▶ **TO DO**: Convert every line of the material below into a Markdown table with the columns "No." and "Text", giving each line its own numbered row and omitting blank lines.

-- START MATERIAL SHOWN --

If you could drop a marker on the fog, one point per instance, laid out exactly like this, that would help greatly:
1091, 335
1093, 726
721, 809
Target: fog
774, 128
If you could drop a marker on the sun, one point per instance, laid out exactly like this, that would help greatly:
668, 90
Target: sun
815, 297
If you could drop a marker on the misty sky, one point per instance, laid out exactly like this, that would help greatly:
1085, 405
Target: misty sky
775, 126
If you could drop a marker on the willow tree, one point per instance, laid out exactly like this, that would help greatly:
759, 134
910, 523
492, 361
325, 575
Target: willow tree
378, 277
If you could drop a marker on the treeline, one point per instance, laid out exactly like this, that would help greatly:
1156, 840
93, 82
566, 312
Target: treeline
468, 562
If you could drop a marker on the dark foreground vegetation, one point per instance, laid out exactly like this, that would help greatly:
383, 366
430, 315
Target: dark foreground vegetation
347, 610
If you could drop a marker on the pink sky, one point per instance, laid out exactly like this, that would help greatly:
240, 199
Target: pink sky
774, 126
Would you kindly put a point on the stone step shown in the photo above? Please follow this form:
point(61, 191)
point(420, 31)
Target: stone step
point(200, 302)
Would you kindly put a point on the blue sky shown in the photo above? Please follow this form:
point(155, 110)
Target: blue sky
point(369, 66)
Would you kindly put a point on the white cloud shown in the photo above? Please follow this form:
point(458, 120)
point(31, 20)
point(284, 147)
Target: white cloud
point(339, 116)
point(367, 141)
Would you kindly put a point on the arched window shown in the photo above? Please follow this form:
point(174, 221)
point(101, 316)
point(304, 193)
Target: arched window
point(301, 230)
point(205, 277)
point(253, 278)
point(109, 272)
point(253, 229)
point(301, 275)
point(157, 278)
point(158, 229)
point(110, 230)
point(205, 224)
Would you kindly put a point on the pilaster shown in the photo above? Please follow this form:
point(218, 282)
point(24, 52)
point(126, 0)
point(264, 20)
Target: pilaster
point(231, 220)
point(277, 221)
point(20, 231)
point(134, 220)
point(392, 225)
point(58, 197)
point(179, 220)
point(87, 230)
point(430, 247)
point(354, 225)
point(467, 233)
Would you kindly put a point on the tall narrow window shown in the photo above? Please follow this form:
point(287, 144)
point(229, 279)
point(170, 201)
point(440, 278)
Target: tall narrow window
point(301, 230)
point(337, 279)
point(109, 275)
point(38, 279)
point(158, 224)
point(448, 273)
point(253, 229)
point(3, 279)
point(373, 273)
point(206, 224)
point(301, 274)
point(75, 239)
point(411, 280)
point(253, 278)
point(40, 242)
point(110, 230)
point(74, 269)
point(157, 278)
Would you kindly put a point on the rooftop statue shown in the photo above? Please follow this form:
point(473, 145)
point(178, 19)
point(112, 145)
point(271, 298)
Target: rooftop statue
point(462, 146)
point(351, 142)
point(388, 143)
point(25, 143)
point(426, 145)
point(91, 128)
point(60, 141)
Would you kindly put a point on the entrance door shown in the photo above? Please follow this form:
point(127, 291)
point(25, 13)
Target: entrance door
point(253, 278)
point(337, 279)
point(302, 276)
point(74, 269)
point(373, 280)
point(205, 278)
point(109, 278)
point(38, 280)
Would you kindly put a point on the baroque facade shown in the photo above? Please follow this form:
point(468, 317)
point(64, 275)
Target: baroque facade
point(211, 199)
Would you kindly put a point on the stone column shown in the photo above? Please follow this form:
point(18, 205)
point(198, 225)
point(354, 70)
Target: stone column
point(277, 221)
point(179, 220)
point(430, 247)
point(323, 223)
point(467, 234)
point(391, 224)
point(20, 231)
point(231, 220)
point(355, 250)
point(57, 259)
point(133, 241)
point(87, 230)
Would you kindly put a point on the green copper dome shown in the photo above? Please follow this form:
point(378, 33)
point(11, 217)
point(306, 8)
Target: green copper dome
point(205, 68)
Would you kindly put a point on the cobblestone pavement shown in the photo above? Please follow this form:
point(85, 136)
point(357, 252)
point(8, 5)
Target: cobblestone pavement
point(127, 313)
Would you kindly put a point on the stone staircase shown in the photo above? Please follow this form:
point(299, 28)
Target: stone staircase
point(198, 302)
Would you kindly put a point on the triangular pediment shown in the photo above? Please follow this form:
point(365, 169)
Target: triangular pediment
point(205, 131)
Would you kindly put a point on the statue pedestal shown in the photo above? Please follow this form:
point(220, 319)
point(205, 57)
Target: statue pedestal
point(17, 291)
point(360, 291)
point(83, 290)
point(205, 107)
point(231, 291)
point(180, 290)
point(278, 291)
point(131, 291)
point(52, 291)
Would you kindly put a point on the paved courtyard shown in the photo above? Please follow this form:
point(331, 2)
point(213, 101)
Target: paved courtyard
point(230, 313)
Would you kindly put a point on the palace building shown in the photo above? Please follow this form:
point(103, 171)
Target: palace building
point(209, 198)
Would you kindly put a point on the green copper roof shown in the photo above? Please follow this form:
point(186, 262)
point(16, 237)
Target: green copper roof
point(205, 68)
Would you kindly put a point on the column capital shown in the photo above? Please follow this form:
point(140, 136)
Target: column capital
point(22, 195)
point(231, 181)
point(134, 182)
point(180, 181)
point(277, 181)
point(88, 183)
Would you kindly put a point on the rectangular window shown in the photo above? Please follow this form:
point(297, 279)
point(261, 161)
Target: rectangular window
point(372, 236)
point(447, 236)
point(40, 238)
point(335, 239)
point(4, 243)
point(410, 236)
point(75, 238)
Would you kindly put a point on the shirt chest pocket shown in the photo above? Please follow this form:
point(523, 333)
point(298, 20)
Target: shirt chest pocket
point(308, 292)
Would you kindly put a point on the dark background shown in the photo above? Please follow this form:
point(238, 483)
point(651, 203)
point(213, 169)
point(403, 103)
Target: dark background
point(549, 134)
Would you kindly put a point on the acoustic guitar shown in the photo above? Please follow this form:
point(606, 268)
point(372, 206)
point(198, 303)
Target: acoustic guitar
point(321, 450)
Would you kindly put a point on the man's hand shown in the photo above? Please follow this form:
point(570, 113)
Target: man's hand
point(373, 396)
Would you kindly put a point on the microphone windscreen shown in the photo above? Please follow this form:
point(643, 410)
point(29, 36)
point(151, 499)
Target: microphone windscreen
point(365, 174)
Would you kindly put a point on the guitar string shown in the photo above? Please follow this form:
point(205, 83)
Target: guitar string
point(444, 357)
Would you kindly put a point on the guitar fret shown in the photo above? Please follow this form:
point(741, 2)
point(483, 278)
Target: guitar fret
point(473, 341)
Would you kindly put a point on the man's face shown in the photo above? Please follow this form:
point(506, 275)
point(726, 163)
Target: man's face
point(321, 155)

-- END MATERIAL SHOWN --

▶ **RESPONSE TO THIS TASK**:
| No. | Text |
|---|---|
| 1 | If you could drop a marker on the fog, one point per instance, laid out exactly like this, that would help greatly: |
| 2 | 1091, 335 |
| 3 | 1093, 726 |
| 4 | 721, 809 |
| 5 | Target: fog |
| 6 | 774, 128 |
| 7 | If you could drop a marker on the sun, one point per instance, laid out exactly like this, that would help greatly: |
| 8 | 668, 90 |
| 9 | Target: sun |
| 10 | 815, 297 |
| 11 | If you could drop a marker on the misty sky, one point per instance, laid out exactly like this, that would help greatly: |
| 12 | 1085, 405 |
| 13 | Target: misty sky |
| 14 | 775, 126 |
| 15 | If you could drop a marker on the willow tree, one point per instance, laid out exactly like this, that would help greatly: |
| 16 | 759, 134 |
| 17 | 910, 523 |
| 18 | 492, 361 |
| 19 | 325, 575 |
| 20 | Target: willow tree |
| 21 | 378, 277 |
| 22 | If you could drop a marker on the treeline, one point per instance, laid out exactly like this, that would help greatly: |
| 23 | 1156, 840 |
| 24 | 93, 82 |
| 25 | 566, 312 |
| 26 | Target: treeline |
| 27 | 468, 562 |
| 28 | If you could drop a marker on the dark foreground vegetation, one point per instance, laid out exactly like this, that would help greatly: |
| 29 | 383, 366 |
| 30 | 430, 315 |
| 31 | Target: dark foreground vegetation |
| 32 | 347, 610 |
| 33 | If you could drop a marker on the pink sky, one point per instance, laid out exactly like this, that would help greatly: |
| 34 | 240, 199 |
| 35 | Target: pink sky |
| 36 | 774, 126 |
| 37 | Would you kindly put a point on the stone step shown in the photo above? Please follow this form: |
| 38 | point(61, 191) |
| 39 | point(420, 31) |
| 40 | Target: stone step |
| 41 | point(200, 302) |
| 42 | Would you kindly put a point on the blue sky shown in the photo above? Please follow this form: |
| 43 | point(155, 110) |
| 44 | Target: blue sky |
| 45 | point(369, 66) |
| 46 | Would you kindly put a point on the white cloud shown in the photo above? Please follow this form: |
| 47 | point(458, 120) |
| 48 | point(31, 20) |
| 49 | point(284, 147) |
| 50 | Target: white cloud |
| 51 | point(339, 116) |
| 52 | point(367, 141) |
| 53 | Would you kindly put a point on the arched window shown in the photo above? Please follow this form: |
| 54 | point(174, 221) |
| 55 | point(101, 316) |
| 56 | point(304, 193) |
| 57 | Target: arched window |
| 58 | point(301, 230) |
| 59 | point(205, 277) |
| 60 | point(253, 278) |
| 61 | point(109, 272) |
| 62 | point(253, 229) |
| 63 | point(301, 275) |
| 64 | point(157, 278) |
| 65 | point(158, 229) |
| 66 | point(110, 230) |
| 67 | point(205, 224) |
| 68 | Would you kindly put a point on the pilaster shown in the photo above? Please follow this form: |
| 69 | point(218, 282) |
| 70 | point(24, 52) |
| 71 | point(126, 0) |
| 72 | point(264, 20) |
| 73 | Target: pilaster |
| 74 | point(231, 220) |
| 75 | point(277, 221) |
| 76 | point(20, 231) |
| 77 | point(134, 220) |
| 78 | point(392, 225) |
| 79 | point(58, 197) |
| 80 | point(179, 220) |
| 81 | point(87, 230) |
| 82 | point(430, 247) |
| 83 | point(354, 225) |
| 84 | point(467, 233) |
| 85 | Would you kindly put a point on the tall narrow window shown in the photo above? Please follow this form: |
| 86 | point(287, 144) |
| 87 | point(229, 279) |
| 88 | point(170, 201) |
| 89 | point(440, 278) |
| 90 | Target: tall narrow window |
| 91 | point(301, 230) |
| 92 | point(337, 279) |
| 93 | point(109, 275) |
| 94 | point(38, 279) |
| 95 | point(158, 224) |
| 96 | point(448, 273) |
| 97 | point(253, 229) |
| 98 | point(3, 279) |
| 99 | point(373, 273) |
| 100 | point(206, 224) |
| 101 | point(301, 274) |
| 102 | point(75, 239) |
| 103 | point(411, 280) |
| 104 | point(253, 278) |
| 105 | point(40, 242) |
| 106 | point(110, 230) |
| 107 | point(74, 269) |
| 108 | point(157, 278) |
| 109 | Would you kindly put a point on the rooftop statue shown in the photo above? Please follow this form: |
| 110 | point(473, 145) |
| 111 | point(178, 19) |
| 112 | point(112, 145) |
| 113 | point(271, 298) |
| 114 | Target: rooftop statue |
| 115 | point(462, 146) |
| 116 | point(351, 142) |
| 117 | point(388, 143) |
| 118 | point(25, 143) |
| 119 | point(426, 145) |
| 120 | point(91, 128) |
| 121 | point(60, 141) |
| 122 | Would you kindly put a point on the entrance door shown in the photo above? Please follow this form: |
| 123 | point(127, 291) |
| 124 | point(25, 13) |
| 125 | Target: entrance door |
| 126 | point(253, 278) |
| 127 | point(337, 279) |
| 128 | point(302, 276) |
| 129 | point(74, 269) |
| 130 | point(373, 280) |
| 131 | point(205, 278) |
| 132 | point(109, 278) |
| 133 | point(38, 280) |
| 134 | Would you kindly put a point on the baroque facade shown in the photo above? Please follow this form: |
| 135 | point(468, 317) |
| 136 | point(64, 275) |
| 137 | Target: baroque facade |
| 138 | point(211, 199) |
| 139 | Would you kindly put a point on the stone column shown in the photo above? Please follow this form: |
| 140 | point(18, 205) |
| 141 | point(198, 225) |
| 142 | point(354, 70) |
| 143 | Target: stone column |
| 144 | point(277, 221) |
| 145 | point(179, 220) |
| 146 | point(430, 247) |
| 147 | point(323, 223) |
| 148 | point(467, 234) |
| 149 | point(391, 224) |
| 150 | point(20, 231) |
| 151 | point(231, 220) |
| 152 | point(355, 250) |
| 153 | point(57, 259) |
| 154 | point(133, 241) |
| 155 | point(87, 230) |
| 156 | Would you kindly put a point on the green copper dome shown in the photo above? Please follow this form: |
| 157 | point(378, 33) |
| 158 | point(11, 217) |
| 159 | point(306, 8) |
| 160 | Target: green copper dome |
| 161 | point(205, 68) |
| 162 | Would you kindly put a point on the cobblestone pavement shown in the photo above? Please follow this form: |
| 163 | point(85, 136) |
| 164 | point(357, 252) |
| 165 | point(8, 5) |
| 166 | Target: cobblestone pavement |
| 167 | point(127, 313) |
| 168 | Would you kindly put a point on the stone staircase shown in the photo above? Please follow this form: |
| 169 | point(299, 28) |
| 170 | Target: stone staircase |
| 171 | point(198, 302) |
| 172 | Would you kindly put a point on the triangular pediment shown in the photo above? Please follow this form: |
| 173 | point(365, 169) |
| 174 | Target: triangular pediment |
| 175 | point(205, 131) |
| 176 | Would you kindly put a point on the statue pedestal shown in the photo above? Please follow this form: |
| 177 | point(220, 319) |
| 178 | point(205, 57) |
| 179 | Target: statue pedestal |
| 180 | point(17, 291) |
| 181 | point(360, 291) |
| 182 | point(83, 290) |
| 183 | point(205, 107) |
| 184 | point(231, 291) |
| 185 | point(180, 290) |
| 186 | point(278, 291) |
| 187 | point(131, 291) |
| 188 | point(52, 291) |
| 189 | Would you kindly put a point on the paved courtyard shown in the photo above? Please follow this form: |
| 190 | point(331, 2) |
| 191 | point(213, 101) |
| 192 | Target: paved courtyard |
| 193 | point(230, 313) |
| 194 | Would you kindly put a point on the palace building shown in the photo above? Please follow this form: |
| 195 | point(103, 171) |
| 196 | Target: palace building |
| 197 | point(209, 198) |
| 198 | Would you kindly put a point on the green copper roof shown in the photo above? Please follow this form: |
| 199 | point(186, 262) |
| 200 | point(16, 237) |
| 201 | Target: green copper roof |
| 202 | point(205, 68) |
| 203 | Would you kindly put a point on the column capital shown in the photo above? Please follow this form: |
| 204 | point(140, 136) |
| 205 | Target: column capital |
| 206 | point(22, 195) |
| 207 | point(231, 181) |
| 208 | point(134, 182) |
| 209 | point(180, 181) |
| 210 | point(277, 181) |
| 211 | point(88, 183) |
| 212 | Would you kindly put a point on the rectangular window shown in the photo above? Please follow this form: |
| 213 | point(297, 279) |
| 214 | point(261, 161) |
| 215 | Target: rectangular window |
| 216 | point(372, 236) |
| 217 | point(447, 236) |
| 218 | point(40, 238) |
| 219 | point(335, 239) |
| 220 | point(4, 243) |
| 221 | point(410, 236) |
| 222 | point(75, 238) |
| 223 | Would you kindly put a point on the shirt chest pocket shown in the photo above? Please follow this form: |
| 224 | point(523, 333) |
| 225 | point(298, 20) |
| 226 | Target: shirt chest pocket |
| 227 | point(308, 292) |
| 228 | Would you kindly put a point on the dark background shown in the photo above? Please follow this form: |
| 229 | point(238, 483) |
| 230 | point(651, 203) |
| 231 | point(213, 169) |
| 232 | point(403, 103) |
| 233 | Target: dark background |
| 234 | point(549, 134) |
| 235 | Would you kindly put a point on the acoustic guitar shown in the photo above? Please follow this form: |
| 236 | point(606, 268) |
| 237 | point(372, 206) |
| 238 | point(198, 303) |
| 239 | Target: acoustic guitar |
| 240 | point(321, 450) |
| 241 | Would you kindly put a point on the man's hand shown in the photo above? Please follow this form: |
| 242 | point(570, 113) |
| 243 | Target: man's hand |
| 244 | point(373, 396) |
| 245 | Would you kindly put a point on the microphone windscreen shown in the photo above? Please follow this form: |
| 246 | point(643, 410) |
| 247 | point(29, 36) |
| 248 | point(151, 499) |
| 249 | Target: microphone windscreen |
| 250 | point(365, 174) |
| 251 | Would you kindly put a point on the guitar string shown in the photo above? Please follow this form: |
| 252 | point(205, 83) |
| 253 | Target: guitar string |
| 254 | point(444, 357) |
| 255 | Would you kindly put a point on the guitar fret shown in the photo above? Please follow this form: |
| 256 | point(741, 2) |
| 257 | point(483, 278) |
| 258 | Target: guitar fret |
| 259 | point(473, 341) |
| 260 | Would you kindly put a point on the man's face shown in the photo above? Please follow this form: |
| 261 | point(506, 275) |
| 262 | point(726, 163) |
| 263 | Target: man's face |
| 264 | point(321, 155) |